Region annotation entries:
◆ ◆ ◆ ◆
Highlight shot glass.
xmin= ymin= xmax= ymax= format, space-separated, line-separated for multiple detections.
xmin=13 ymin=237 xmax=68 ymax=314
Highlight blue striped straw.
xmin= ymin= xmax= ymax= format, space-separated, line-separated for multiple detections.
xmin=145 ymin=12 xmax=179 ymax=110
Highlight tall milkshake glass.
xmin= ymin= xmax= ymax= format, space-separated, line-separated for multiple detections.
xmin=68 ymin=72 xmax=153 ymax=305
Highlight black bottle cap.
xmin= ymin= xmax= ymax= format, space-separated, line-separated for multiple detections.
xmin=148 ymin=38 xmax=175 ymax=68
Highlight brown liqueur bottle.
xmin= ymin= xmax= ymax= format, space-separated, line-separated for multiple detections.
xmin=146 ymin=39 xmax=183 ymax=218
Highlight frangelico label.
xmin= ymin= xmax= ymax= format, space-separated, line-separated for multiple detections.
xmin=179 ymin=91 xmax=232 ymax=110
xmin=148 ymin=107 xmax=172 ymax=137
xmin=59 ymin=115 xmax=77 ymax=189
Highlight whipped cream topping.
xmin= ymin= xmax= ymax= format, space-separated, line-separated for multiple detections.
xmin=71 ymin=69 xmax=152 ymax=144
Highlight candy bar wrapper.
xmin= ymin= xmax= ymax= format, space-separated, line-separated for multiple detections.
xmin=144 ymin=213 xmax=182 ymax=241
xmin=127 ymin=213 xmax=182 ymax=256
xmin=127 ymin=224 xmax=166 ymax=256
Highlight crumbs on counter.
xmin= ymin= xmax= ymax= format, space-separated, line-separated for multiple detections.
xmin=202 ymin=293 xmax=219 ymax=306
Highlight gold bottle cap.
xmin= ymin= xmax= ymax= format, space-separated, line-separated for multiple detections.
◆ ◆ ◆ ◆
> **Problem statement**
Rewrite all the records above, putting "Outline" wherever "Highlight" appears and leaving everything else the same.

> **Solution to this exercise**
Outline shot glass.
xmin= ymin= xmax= ymax= format, space-separated, line-separated for multiple detections.
xmin=13 ymin=237 xmax=68 ymax=314
Outline blue striped straw.
xmin= ymin= xmax= ymax= format, space-separated, line-separated for multiple detections.
xmin=145 ymin=12 xmax=179 ymax=110
Outline tall milkshake glass.
xmin= ymin= xmax= ymax= format, space-separated, line-separated for multiple detections.
xmin=68 ymin=72 xmax=153 ymax=305
Outline black bottle cap.
xmin= ymin= xmax= ymax= format, space-separated, line-separated for multiple detections.
xmin=148 ymin=38 xmax=175 ymax=68
Outline brown liqueur bottle.
xmin= ymin= xmax= ymax= format, space-separated, line-separated for multiple detections.
xmin=146 ymin=39 xmax=183 ymax=218
Outline frangelico label.
xmin= ymin= xmax= ymax= format, space-separated, line-separated for multiple detections.
xmin=179 ymin=91 xmax=232 ymax=110
xmin=148 ymin=107 xmax=172 ymax=137
xmin=59 ymin=115 xmax=77 ymax=189
Outline whipped cream topping.
xmin= ymin= xmax= ymax= format, space-separated, line-separated for multiple detections.
xmin=71 ymin=69 xmax=152 ymax=144
Outline candy bar wrapper.
xmin= ymin= xmax= ymax= format, space-separated, line-separated for multiple detections.
xmin=144 ymin=213 xmax=182 ymax=241
xmin=127 ymin=213 xmax=182 ymax=256
xmin=127 ymin=224 xmax=166 ymax=256
Outline crumbs on counter.
xmin= ymin= xmax= ymax= format, space-separated, line-separated for multiple detections.
xmin=202 ymin=293 xmax=219 ymax=306
Outline gold bottle cap.
xmin= ymin= xmax= ymax= format, space-separated, line-separated for multiple detections.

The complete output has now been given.